— BEGIN Material provided —

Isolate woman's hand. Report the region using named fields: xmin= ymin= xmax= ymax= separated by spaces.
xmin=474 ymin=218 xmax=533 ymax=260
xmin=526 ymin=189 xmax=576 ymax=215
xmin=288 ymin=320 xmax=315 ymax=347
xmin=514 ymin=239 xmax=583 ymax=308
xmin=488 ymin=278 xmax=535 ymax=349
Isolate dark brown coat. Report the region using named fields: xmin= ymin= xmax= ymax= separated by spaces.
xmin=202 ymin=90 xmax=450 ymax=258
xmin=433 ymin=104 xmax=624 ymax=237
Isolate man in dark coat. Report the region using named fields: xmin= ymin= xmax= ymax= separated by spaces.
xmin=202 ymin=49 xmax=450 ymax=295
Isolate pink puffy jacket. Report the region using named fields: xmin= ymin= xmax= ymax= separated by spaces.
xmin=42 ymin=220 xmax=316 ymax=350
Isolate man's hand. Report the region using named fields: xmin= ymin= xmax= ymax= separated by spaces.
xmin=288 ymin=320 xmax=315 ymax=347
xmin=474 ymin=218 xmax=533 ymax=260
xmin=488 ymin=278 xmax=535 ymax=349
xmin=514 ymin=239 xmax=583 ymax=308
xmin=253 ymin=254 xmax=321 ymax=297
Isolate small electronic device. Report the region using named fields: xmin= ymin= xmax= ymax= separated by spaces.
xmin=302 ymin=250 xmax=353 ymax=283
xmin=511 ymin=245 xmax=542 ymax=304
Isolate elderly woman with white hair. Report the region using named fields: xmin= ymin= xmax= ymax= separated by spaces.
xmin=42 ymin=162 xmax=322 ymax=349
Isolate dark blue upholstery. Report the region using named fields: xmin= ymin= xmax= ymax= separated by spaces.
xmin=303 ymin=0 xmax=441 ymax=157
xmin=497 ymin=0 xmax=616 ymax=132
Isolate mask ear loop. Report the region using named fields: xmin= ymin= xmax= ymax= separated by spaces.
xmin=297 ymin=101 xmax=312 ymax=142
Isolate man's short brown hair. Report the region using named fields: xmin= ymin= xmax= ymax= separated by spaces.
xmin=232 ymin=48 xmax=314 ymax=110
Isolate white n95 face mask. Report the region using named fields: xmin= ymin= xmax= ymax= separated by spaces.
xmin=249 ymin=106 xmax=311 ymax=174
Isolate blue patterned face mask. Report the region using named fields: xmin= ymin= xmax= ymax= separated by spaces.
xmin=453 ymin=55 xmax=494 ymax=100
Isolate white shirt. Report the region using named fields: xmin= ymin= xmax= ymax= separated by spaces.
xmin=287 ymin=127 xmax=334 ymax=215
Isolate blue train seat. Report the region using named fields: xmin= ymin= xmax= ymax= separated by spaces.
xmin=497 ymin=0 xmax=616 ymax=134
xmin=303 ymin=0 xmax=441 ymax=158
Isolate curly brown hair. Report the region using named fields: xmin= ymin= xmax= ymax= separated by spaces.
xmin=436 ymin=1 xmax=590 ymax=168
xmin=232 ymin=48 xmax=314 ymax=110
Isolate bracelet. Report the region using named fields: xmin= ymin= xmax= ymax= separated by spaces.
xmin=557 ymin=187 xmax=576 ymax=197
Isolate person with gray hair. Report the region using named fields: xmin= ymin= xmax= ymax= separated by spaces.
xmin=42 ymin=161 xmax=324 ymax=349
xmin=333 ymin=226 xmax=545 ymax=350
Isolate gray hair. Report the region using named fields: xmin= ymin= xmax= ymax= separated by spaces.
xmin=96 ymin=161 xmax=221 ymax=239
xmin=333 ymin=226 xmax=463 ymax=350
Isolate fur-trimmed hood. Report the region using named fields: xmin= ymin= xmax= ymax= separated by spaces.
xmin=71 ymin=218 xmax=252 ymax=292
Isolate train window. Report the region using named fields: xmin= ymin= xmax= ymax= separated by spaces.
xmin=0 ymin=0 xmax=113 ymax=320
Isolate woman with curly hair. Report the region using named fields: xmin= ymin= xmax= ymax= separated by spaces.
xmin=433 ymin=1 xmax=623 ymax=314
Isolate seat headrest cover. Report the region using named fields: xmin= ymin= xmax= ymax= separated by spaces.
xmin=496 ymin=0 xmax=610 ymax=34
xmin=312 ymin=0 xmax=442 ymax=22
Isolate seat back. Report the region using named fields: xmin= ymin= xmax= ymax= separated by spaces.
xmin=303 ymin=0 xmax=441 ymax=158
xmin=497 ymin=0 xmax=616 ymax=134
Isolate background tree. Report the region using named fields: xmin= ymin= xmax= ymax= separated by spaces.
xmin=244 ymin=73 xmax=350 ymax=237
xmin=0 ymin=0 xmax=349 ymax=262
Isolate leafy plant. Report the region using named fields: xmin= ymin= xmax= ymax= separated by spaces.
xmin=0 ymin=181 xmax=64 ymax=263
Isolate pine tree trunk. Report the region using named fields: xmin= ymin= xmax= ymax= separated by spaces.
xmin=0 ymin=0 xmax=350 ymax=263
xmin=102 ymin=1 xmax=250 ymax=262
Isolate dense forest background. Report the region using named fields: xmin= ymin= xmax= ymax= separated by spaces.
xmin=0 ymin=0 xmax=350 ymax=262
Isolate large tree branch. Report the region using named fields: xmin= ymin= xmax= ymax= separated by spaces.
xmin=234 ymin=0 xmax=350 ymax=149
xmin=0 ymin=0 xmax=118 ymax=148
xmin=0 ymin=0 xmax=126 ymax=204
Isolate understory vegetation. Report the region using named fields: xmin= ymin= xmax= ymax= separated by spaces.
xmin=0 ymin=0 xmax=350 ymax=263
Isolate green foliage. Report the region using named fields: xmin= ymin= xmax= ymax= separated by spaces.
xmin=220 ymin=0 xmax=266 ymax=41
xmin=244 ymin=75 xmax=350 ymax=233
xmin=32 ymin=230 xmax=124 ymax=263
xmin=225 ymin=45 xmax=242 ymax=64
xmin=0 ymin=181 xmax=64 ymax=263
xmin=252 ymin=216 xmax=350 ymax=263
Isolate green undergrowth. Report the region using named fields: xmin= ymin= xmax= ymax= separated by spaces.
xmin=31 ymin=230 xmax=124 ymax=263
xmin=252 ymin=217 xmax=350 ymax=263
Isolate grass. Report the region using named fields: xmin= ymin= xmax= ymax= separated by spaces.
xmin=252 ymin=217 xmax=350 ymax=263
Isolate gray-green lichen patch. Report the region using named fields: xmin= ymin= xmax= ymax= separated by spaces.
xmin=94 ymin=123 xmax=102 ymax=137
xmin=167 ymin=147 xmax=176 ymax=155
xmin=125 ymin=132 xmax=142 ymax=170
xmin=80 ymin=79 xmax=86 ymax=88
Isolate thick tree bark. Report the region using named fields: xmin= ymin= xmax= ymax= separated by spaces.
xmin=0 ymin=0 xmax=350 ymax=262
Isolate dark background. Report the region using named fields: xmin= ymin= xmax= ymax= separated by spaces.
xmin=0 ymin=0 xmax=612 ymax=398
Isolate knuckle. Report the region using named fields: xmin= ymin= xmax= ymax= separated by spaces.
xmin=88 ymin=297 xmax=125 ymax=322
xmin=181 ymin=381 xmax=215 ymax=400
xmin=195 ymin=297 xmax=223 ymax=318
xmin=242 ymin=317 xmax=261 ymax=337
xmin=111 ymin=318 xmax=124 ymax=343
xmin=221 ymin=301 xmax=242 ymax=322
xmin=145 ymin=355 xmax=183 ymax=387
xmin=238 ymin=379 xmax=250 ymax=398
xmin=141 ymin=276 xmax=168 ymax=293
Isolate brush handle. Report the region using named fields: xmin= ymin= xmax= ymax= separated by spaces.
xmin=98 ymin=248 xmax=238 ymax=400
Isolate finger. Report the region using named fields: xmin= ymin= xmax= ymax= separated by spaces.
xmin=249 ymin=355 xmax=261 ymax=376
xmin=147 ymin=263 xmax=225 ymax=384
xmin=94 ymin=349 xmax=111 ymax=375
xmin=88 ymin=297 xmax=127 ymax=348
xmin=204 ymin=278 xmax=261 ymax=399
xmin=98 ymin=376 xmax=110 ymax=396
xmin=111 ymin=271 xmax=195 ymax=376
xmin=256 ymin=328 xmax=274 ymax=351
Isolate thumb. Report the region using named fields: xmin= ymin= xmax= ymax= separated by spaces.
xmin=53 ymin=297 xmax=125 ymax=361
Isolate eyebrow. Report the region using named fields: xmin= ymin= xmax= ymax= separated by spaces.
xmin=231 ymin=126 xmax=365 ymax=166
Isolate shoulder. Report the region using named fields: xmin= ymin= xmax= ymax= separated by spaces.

— END Material provided —

▸ What is expected
Can you rewrite the listing from the line with "Isolate seat back." through the line with "xmin=0 ymin=0 xmax=349 ymax=262", offsetting every box coordinate by 131 and copying all other lines in that span unchanged?

▸ Finished answer
Isolate seat back. Report the region using named fields: xmin= ymin= xmax= ymax= separated by spaces.
xmin=434 ymin=131 xmax=572 ymax=289
xmin=628 ymin=131 xmax=747 ymax=265
Isolate background tree. Report the region using named fields: xmin= ymin= xmax= ymax= separated by spaces.
xmin=375 ymin=204 xmax=481 ymax=368
xmin=131 ymin=131 xmax=480 ymax=393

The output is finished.